**The request:** Give only the number of lines in the material below that contain the string "green". Case counts.

**Dataset rows:**
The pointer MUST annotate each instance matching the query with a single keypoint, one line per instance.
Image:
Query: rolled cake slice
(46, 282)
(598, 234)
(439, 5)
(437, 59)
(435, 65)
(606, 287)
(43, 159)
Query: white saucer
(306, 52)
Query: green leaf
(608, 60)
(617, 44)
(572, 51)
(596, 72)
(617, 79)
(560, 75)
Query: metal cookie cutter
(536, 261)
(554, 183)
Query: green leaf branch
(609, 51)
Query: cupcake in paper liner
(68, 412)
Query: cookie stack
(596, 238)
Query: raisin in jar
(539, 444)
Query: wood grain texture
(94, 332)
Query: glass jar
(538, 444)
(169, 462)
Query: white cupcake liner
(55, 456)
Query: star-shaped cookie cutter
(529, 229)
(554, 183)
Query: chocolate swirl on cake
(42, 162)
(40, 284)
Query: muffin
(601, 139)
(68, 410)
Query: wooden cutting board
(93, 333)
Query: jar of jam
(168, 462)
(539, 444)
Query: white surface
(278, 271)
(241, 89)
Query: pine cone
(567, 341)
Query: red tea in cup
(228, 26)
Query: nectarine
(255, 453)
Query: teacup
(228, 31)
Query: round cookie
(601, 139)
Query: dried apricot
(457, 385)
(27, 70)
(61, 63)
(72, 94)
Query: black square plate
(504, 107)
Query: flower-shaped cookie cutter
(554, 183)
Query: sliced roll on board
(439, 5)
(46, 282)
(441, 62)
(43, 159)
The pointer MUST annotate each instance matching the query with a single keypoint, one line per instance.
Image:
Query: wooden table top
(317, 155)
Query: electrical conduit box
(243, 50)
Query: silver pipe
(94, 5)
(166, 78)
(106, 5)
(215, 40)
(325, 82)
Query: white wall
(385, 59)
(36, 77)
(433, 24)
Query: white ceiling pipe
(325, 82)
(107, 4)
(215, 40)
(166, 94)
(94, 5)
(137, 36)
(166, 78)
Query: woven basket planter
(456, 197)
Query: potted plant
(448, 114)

==

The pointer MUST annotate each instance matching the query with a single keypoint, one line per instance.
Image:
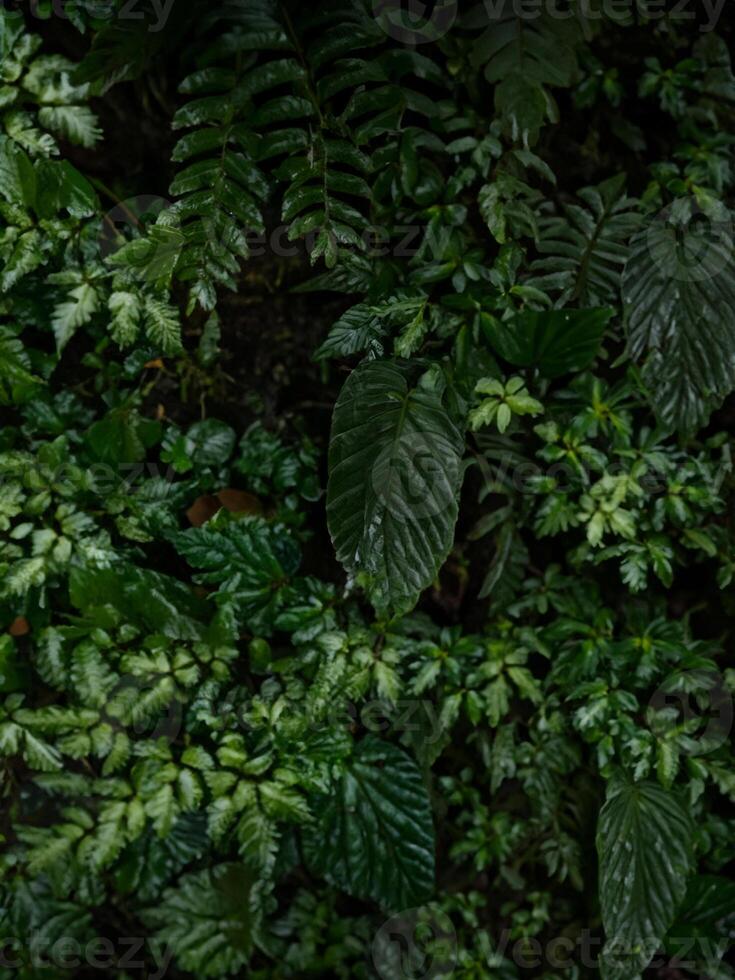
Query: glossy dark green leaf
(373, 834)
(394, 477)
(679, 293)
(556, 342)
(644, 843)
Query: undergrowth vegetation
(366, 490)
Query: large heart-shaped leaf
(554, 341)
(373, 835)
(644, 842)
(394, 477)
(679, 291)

---

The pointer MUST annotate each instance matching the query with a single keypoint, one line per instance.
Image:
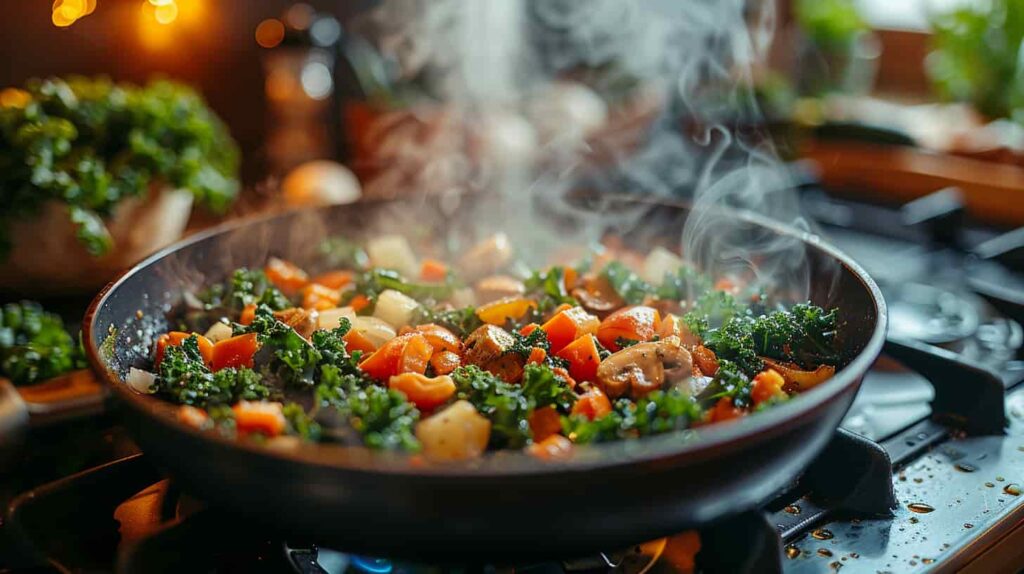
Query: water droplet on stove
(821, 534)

**Exercise response:** 3